**TEXT BLOCK**
--- START ---
Sunday, 26 February 2012

I find it really hard to be in my bedroom right now. It's like I've gone through a break up right now. Every time I go into my bedroom it's like I'm hit with loneliness and lays itself across my chest with a grip hold. My brain keeps popping up images of me and b together. Just no reason at all. I think I've accepted that a part of me still love him and the thought of us.

But, I just miss being held. It was a mistake having him stay at mine if this is how I feel now. I don't really know what to do about it or how to make it go away. Because every time I walk into my room I feel him holding me. I do think that a part of this is because I miss being held rather than him. this is not how I'm meant to be right now. Why do I always feel this way!? I don't even understand this heartache.

I don't need it or want it. Just want it to go.
I don't really know what to say anymore. I think I'm doing better and then BOOM. I fall to pieces. I had another episode last night and I don't really know what about or whom. I just felt so shit about being lonely and not having anyone. But I feel like, I don't know. I feel like right now I need to be 'happy' single. Whatever happy is. I just don't want to care about B having another girlfriend or even seeing another girl. Just, I know one day it will happen for me.

Started doing a bit of studying for my midwifery. Just started on the first chapter, but it's a start.

Saturday, 25 February 2012

As soon as I think I'm starting to make progress then I start to fall back. I just feel utter shit. Why? I think it's mainly because I saw B. Christ, he's just so bad for me clearly. If I keep feeling this way afterwards. He took me for a drive - in a car he's had 3 days. His first car too Then he stayed over mine because he was so tired. So I went to bed as well and he cuddled up to me all night. We basically had sexy time without the sex but still. He woke me up to do it as well. Then in the morning we had a shower together. It was all nicey nice. Made plans to see him on Tuesday with his friend to go for a road trip. But then after he text me asking me if I had met anyone from the dating website. Where he then tells me that he's on there too. I then click as I had a text from his mate asking if I had met someone yet. I was like whaaat?! I asked him and he said he didn't know at the time. I don't know. He said he knew a couple of weeks later, but I don't believe him now.
--- END ---
**PROBLEMS TO SOLVE**
(1) Retype the portion of the diary entries between "But, I just" and "want it to go.", inclusive.
(2) Answer these questions using the diary entries:
(a) What subject did the writer begin studying?
(b) How many days had B owned the car he used to take the writer for a drive?
(c) On which day did they plan to go on a road trip with B's friend?
(3) Proceed with the diary entries, beginning after their final sentence.

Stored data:
--- START ---
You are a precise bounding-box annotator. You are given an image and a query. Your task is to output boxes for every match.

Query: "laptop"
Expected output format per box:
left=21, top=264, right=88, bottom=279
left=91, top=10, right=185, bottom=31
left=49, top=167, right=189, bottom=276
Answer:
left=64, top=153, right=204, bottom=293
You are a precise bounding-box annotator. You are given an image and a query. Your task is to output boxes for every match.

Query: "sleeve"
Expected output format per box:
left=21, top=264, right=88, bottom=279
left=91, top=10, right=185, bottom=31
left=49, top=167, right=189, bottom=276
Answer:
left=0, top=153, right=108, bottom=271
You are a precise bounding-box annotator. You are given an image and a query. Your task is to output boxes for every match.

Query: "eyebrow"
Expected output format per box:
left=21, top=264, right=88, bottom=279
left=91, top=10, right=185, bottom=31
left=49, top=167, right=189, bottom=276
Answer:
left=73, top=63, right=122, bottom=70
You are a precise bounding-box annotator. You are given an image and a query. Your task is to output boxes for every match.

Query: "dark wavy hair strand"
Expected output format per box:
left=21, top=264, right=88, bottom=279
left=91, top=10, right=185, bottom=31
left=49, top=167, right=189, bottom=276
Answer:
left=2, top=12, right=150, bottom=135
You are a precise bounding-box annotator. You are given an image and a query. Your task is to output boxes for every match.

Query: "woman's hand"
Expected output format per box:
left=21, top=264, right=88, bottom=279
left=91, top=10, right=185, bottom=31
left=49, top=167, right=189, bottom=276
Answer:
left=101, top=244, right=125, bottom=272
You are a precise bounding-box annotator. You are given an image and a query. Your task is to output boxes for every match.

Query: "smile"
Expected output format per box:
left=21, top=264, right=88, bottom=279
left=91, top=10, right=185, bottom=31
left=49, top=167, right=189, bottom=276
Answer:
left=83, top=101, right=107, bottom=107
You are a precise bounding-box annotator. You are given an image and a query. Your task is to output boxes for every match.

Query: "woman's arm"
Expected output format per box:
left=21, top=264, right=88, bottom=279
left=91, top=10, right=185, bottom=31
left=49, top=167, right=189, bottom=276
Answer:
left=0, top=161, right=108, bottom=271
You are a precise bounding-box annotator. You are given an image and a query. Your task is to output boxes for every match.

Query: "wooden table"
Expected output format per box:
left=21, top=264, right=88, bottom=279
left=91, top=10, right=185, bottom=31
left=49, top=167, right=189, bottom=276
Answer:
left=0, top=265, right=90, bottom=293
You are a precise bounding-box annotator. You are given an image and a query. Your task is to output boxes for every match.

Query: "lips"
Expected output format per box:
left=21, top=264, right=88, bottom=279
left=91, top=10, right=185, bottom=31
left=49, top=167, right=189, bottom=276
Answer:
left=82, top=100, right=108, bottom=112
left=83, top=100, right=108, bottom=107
--- END ---
**ANSWERS PROVIDED**
(1)
But, I just miss being held. It was a mistake having him stay at mine if this is how I feel now. I don't really know what to do about it or how to make it go away. Because every time I walk into my room I feel him holding me. I do think that a part of this is because I miss being held rather than him. this is not how I'm meant to be right now. Why do I always feel this way!? I don't even understand this heartache.

I don't need it or want it. Just want it to go.

(2)
(a) Midwifery
(b) Three days
(c) Tuesday

(3)
I just feel heartache. I just, I really don't know why I feel so heavy hearted. Really lonely. I obviously want him and he obviously doesn't want me. He doesn't want to commit to me anyway. But I don't really know. I don't want to know, I don't want to want him anymore. It just makes me feel so ick, shitty, emotional, depressed. Because this is probably not good for me in the condition that I'm in. SIGH. I'm hoping that this will pass and I can let it go. For good. maybe. Because I don't really want to.

Wednesday, 22 February 2012

Additionally... I'm always hungry. I really do not understand why? Is it because I'm trying to restrict what I eat and lose weight that my body has decided that it's craving food ALL the time. My stomach is now rumbling?! I've eaten lunch today and a bit of a snack. Why can't that be enough?! it's going to have to wait an hour and half before I eat and deal with it. I need some tips.
Not sure how I'm feeling today. Not looking forward to the fact that I'm going over to see J this evening. I think it's because I'm concerned that we're going to have an argument about all of it. I really do not want to talk about it, but I'm going to guess and say she will  but I don't really know. Just have to see how it goes. I think another thing affecting my mood is that I thought I would hear from B about what we're doing tomorrow, but he might leave that till this evening when he comes back from work. Or in the morning. He might have even meant the week after. But whatever. I'm trying not to let it bother me.

I just feel exhausted today. Just, want to go back into bed and forget everything. I think its because I had a really horrible dream that my mum died. It was so RAW and painful. I don't even know why I dreamt that.

Tuesday, 21 February 2012

I think things are starting to look up. I've been booked in for another help services next Tuesday to help with the practical side of things. Volunteering / working / benefits etc. I've got my therapy phone call in 45 minutes. I've booked into go to a midwifery workshop in March. So hopefully these are all good signs. I just wish I could get a job. I'm so utterly bored with my life and there are so many things I want to buy.

But hopefully within the next month or so things will start to look up even more.

Monday, 20 February 2012

HIYA YUMMY DINNER. Managed to cook yet another successful dinner & actually remembered to take a picture of my success. BBC good food have such good recipes for vegetarian main meals and this was just yummy. Spicy, filling. Just needed more yoghurt in my opinion. Going to be making pancakes in half an hour! YAY.